MACMILLAN Cancer Support regrets to announce that it proposes to make 310 redundancies in response to an expected £175m loss in fundraising income by the end of 2022, as a result of the coronavirus pandemic.

The measures, also outlined in a personal blog written and published by the charity’s CEO Lynda Thomas, are designed to protect critical cancer services, such as Macmillan nurses and the Macmillan support phone line, which have been heavily impacted by coronavirus. The charity’s key focus will be helping to get cancer treatment and care back up and running and ensuring cancer does not become the forgotten ‘C’ in this crisis.

Despite considerable efforts to combat the drop in funding through a range of cost-saving measures over the course of the pandemic, Macmillan has been unable to avoid cuts to jobs. Measures implemented have included stopping all non-essential expenditure, furloughing approximately 30% of the workforce, introducing a recruitment freeze, closing a number of our offices and suspending the annual salary review.

These changes will help Macmillan best support the immediate needs of the three million people living with cancer in the UK, who are relying on the charity’s services more than ever.

The charity’s two key priorities will be:

  • Supporting the urgent restoration of access to quality cancer care for everyone.
  • Ensuring people with cancer get financial support to cope with cancer in crisis.

This announcement also falls during the week of the charity’s flagship fundraiser, Coffee Morning, where Macmillan is calling on people to donate whatever they can to help fund its vital support, more urgently than ever before.

Lynda Thomas, CEO of Macmillan Cancer Support, said:

“I have been incredibly proud of the hard work and dedication of Macmillan employees, professionals, partners, supporters and volunteers across the UK as they have continued to provide in-depth support to 1.9 million people, whilst managing the impact of the crisis on their own lives.

“But the scale and nature of the coronavirus has had a catastrophic impact on our finances that no one could have anticipated, and we are devastated to have to make this tough decision. Our people are at the heart of everything we do and we are absolutely committed to ensuring that this is managed equitably and fairly and that all impacted colleagues are treated with compassion and care.

“Despite the disruption and financial challenges brought on by the pandemic, our top priority is helping everyone with cancer live life as fully as they can.

“Right now, someone is diagnosed every 90 seconds in the UK and we call on both the Government and the general public to help ensure that cancer doesn’t become the forgotten ‘C’ of the pandemic. Adequate funding for charities and public support through donations and volunteering is more vital than ever.”

* **DATA SECTION**

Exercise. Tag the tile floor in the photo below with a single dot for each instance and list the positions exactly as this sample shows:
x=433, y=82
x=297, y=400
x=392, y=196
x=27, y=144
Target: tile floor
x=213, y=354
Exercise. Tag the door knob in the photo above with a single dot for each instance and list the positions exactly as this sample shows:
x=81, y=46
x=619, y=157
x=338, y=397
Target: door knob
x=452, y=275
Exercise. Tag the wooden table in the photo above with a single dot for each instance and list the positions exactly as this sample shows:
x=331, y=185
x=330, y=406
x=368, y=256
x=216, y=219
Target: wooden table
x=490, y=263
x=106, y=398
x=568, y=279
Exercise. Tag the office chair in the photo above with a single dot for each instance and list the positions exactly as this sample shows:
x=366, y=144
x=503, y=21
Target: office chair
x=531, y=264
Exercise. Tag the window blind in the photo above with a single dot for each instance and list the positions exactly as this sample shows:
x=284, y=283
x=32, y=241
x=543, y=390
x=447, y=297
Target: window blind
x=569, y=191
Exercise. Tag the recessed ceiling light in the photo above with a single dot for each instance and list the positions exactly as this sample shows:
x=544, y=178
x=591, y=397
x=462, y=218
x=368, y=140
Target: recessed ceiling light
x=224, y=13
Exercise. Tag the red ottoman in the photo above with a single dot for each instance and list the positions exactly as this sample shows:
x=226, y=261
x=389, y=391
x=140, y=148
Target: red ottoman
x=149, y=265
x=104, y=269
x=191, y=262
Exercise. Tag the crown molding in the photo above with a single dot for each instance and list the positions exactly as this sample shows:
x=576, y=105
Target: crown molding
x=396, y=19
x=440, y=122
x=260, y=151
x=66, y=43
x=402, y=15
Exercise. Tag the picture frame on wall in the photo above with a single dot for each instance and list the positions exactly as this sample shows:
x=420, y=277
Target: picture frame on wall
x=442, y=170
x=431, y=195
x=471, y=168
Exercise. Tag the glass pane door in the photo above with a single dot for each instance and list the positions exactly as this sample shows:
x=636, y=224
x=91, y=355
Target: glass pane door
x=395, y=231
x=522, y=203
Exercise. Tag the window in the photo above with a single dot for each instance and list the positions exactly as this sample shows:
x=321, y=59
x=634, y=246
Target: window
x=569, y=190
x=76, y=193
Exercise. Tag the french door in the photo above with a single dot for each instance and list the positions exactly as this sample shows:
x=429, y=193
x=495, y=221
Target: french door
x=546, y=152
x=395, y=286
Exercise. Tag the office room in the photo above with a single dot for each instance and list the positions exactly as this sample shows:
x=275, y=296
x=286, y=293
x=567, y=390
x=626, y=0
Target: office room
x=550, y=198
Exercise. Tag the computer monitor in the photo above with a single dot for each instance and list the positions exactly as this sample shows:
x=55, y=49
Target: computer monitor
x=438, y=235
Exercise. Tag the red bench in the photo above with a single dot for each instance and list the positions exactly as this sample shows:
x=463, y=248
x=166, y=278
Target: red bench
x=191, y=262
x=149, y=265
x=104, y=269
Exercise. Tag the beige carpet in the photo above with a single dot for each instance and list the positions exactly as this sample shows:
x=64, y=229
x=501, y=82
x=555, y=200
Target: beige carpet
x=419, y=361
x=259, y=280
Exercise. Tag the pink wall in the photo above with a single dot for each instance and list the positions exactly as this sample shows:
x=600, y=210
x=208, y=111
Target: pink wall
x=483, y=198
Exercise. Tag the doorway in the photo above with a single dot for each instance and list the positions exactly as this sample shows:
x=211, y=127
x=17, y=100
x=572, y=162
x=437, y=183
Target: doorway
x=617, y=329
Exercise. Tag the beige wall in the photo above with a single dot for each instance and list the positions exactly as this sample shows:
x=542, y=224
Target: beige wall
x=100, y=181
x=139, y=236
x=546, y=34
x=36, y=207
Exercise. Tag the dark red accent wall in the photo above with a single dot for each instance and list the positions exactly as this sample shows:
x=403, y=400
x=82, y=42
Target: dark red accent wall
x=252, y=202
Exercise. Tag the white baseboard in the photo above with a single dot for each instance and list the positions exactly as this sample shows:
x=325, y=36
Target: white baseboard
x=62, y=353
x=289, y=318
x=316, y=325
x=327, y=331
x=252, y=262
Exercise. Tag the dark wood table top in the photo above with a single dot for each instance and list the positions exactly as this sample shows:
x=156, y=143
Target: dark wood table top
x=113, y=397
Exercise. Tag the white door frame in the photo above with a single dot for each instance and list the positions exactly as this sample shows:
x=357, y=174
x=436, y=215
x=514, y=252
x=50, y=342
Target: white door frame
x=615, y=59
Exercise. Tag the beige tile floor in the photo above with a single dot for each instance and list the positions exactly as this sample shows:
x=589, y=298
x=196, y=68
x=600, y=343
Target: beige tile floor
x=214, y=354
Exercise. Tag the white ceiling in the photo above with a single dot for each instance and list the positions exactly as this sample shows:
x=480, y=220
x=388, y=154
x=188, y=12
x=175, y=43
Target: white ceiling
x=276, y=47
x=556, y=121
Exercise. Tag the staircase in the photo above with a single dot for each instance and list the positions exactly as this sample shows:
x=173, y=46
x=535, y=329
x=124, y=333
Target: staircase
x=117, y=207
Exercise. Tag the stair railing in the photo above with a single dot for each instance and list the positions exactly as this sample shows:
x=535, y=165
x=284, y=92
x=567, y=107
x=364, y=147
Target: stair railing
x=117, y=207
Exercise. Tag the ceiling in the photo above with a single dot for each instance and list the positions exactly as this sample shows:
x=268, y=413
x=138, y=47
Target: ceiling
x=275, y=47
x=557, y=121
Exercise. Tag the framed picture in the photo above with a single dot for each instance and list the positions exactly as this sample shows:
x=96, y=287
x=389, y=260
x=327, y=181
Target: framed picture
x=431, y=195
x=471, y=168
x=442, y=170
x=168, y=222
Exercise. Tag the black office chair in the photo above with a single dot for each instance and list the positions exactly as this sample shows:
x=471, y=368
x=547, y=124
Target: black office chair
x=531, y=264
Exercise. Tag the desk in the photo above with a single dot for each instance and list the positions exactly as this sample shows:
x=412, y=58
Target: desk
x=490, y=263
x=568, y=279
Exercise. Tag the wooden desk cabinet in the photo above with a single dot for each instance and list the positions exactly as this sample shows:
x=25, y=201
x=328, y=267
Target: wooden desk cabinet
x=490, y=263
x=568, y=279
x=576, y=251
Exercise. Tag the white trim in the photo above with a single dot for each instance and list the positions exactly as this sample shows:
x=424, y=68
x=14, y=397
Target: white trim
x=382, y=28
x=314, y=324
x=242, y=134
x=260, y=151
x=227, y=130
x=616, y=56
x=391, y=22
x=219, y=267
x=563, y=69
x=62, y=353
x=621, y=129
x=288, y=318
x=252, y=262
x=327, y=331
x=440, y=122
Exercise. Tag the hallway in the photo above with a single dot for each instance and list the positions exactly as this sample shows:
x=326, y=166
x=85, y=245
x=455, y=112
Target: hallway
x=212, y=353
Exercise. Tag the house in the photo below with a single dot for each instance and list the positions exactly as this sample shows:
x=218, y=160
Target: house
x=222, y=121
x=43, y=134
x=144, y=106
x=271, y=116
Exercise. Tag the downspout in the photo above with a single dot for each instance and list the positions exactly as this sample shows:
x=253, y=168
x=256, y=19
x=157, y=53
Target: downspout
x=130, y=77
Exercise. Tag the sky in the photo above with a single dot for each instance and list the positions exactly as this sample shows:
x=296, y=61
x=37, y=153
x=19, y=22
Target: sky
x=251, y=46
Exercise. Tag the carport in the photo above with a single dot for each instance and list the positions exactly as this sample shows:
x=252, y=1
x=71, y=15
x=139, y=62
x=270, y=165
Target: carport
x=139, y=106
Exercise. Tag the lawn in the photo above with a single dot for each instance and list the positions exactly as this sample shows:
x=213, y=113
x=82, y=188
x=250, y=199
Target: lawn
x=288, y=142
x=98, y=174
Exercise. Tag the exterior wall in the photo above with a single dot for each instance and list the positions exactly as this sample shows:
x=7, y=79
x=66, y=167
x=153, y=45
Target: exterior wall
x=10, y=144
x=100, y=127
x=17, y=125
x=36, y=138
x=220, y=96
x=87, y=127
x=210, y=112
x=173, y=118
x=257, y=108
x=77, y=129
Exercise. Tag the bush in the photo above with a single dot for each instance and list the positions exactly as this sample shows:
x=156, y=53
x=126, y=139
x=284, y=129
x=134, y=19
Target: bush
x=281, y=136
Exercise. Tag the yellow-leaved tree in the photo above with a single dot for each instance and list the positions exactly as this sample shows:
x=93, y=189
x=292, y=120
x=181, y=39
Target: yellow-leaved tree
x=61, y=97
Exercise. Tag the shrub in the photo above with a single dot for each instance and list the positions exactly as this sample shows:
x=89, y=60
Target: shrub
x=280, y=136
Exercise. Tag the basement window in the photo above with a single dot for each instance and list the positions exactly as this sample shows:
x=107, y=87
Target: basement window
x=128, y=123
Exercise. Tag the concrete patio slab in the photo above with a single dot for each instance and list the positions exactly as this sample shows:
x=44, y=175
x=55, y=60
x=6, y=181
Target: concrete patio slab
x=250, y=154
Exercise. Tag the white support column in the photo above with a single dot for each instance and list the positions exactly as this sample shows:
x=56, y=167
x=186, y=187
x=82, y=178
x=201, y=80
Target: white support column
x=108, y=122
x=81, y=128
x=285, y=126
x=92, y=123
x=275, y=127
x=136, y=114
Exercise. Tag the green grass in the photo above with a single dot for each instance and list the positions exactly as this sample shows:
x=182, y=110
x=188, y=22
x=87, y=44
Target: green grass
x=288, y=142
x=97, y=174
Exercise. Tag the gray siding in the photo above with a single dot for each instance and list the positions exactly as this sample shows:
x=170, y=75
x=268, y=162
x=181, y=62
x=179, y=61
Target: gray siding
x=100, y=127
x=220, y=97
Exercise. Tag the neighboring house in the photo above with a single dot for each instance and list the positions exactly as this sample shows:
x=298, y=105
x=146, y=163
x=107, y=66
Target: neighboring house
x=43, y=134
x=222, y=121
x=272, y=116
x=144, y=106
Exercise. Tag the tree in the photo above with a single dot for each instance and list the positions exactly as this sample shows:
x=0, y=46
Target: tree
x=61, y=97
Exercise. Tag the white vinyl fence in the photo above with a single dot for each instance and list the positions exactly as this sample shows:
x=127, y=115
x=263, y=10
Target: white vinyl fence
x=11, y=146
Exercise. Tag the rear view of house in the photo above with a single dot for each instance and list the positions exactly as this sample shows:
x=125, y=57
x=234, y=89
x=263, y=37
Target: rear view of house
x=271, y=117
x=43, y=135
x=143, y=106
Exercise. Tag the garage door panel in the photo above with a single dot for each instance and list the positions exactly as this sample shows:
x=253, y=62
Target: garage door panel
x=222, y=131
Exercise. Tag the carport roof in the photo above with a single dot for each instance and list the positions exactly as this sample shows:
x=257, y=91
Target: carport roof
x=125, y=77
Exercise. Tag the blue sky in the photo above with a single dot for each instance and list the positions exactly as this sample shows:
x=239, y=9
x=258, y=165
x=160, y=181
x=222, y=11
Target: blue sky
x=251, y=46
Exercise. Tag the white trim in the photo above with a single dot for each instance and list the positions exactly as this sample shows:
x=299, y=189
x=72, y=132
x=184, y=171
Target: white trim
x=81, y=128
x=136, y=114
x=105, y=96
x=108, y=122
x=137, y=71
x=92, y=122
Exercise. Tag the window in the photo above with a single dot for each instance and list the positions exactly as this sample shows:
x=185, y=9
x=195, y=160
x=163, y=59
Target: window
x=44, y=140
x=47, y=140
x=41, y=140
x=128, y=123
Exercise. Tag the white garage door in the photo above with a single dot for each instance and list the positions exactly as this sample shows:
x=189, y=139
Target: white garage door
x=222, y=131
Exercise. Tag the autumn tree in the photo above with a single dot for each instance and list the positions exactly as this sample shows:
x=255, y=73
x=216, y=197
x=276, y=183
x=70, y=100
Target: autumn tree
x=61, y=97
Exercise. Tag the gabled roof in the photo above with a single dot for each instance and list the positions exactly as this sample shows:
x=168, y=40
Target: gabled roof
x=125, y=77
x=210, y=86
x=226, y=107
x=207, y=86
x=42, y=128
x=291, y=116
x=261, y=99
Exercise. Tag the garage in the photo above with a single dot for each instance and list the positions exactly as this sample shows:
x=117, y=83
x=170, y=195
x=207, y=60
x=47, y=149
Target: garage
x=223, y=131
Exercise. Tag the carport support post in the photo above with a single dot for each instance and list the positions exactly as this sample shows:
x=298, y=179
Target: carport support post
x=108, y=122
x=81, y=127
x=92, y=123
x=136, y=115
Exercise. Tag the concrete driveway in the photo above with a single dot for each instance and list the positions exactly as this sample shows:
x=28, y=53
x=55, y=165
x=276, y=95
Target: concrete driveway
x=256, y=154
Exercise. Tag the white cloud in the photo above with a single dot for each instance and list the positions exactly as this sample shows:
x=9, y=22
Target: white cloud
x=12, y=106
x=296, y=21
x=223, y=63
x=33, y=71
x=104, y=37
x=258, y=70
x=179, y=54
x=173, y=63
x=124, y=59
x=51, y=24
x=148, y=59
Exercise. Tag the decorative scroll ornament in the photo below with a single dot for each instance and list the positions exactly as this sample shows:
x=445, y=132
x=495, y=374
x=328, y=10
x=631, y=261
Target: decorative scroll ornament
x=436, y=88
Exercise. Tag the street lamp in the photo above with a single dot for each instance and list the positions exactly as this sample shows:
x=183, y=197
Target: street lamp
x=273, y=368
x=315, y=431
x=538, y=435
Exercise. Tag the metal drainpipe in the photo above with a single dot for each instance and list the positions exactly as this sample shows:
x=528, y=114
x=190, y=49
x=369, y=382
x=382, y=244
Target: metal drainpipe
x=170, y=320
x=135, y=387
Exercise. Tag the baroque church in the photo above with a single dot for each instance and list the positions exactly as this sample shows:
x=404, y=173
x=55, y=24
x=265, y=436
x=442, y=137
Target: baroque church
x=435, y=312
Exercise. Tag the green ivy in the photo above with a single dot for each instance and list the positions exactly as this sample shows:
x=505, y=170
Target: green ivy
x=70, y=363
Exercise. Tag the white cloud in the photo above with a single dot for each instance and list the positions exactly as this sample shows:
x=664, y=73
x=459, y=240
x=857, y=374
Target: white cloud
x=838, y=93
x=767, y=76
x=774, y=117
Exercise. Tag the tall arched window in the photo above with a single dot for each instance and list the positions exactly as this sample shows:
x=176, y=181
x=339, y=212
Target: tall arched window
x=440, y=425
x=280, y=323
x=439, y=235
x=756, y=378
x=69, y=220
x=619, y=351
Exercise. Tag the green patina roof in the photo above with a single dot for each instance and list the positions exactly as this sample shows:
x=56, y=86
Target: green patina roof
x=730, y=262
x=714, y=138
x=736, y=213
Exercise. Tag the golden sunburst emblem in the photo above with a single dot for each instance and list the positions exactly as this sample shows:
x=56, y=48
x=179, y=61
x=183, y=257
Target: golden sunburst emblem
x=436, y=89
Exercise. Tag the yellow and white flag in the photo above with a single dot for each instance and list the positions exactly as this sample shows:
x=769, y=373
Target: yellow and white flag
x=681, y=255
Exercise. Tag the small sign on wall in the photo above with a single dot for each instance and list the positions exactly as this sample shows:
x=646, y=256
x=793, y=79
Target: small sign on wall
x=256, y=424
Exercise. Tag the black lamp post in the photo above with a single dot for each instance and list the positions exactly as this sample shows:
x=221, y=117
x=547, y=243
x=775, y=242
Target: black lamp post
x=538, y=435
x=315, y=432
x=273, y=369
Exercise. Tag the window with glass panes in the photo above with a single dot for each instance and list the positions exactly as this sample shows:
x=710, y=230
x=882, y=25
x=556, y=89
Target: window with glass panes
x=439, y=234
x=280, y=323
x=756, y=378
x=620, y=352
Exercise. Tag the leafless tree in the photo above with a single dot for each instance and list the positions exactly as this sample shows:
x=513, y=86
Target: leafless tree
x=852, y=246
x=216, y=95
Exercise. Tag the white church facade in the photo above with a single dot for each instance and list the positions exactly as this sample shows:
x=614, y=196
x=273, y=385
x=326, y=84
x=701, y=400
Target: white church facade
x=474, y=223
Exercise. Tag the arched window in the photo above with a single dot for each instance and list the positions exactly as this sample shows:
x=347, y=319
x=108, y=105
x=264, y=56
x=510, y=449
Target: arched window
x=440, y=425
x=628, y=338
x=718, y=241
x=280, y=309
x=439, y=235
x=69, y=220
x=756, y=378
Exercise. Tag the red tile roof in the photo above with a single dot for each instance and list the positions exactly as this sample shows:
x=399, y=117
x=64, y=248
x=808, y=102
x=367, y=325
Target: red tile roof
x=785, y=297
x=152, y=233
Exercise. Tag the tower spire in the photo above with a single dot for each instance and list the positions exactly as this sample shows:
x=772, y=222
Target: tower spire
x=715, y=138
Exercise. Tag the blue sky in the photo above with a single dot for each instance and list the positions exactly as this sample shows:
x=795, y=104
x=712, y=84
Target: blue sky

* **PROMPT A**
Answer these questions using the Macmillan announcement:
(i) How many redundancies does Macmillan propose to make?
(ii) Roughly what share of the workforce was furloughed?
(iii) How often is someone diagnosed with cancer in the UK, according to the CEO?
* **PROMPT B**
Write out the passage of the Macmillan announcement between "The measures, also" and "in this crisis.", inclusive.
The entries have no part in this work.

* **OUTPUT A**
(i) 310
(ii) Approximately 30%
(iii) Every 90 seconds

* **OUTPUT B**
The measures, also outlined in a personal blog written and published by the charity’s CEO Lynda Thomas, are designed to protect critical cancer services, such as Macmillan nurses and the Macmillan support phone line, which have been heavily impacted by coronavirus. The charity’s key focus will be helping to get cancer treatment and care back up and running and ensuring cancer does not become the forgotten ‘C’ in this crisis.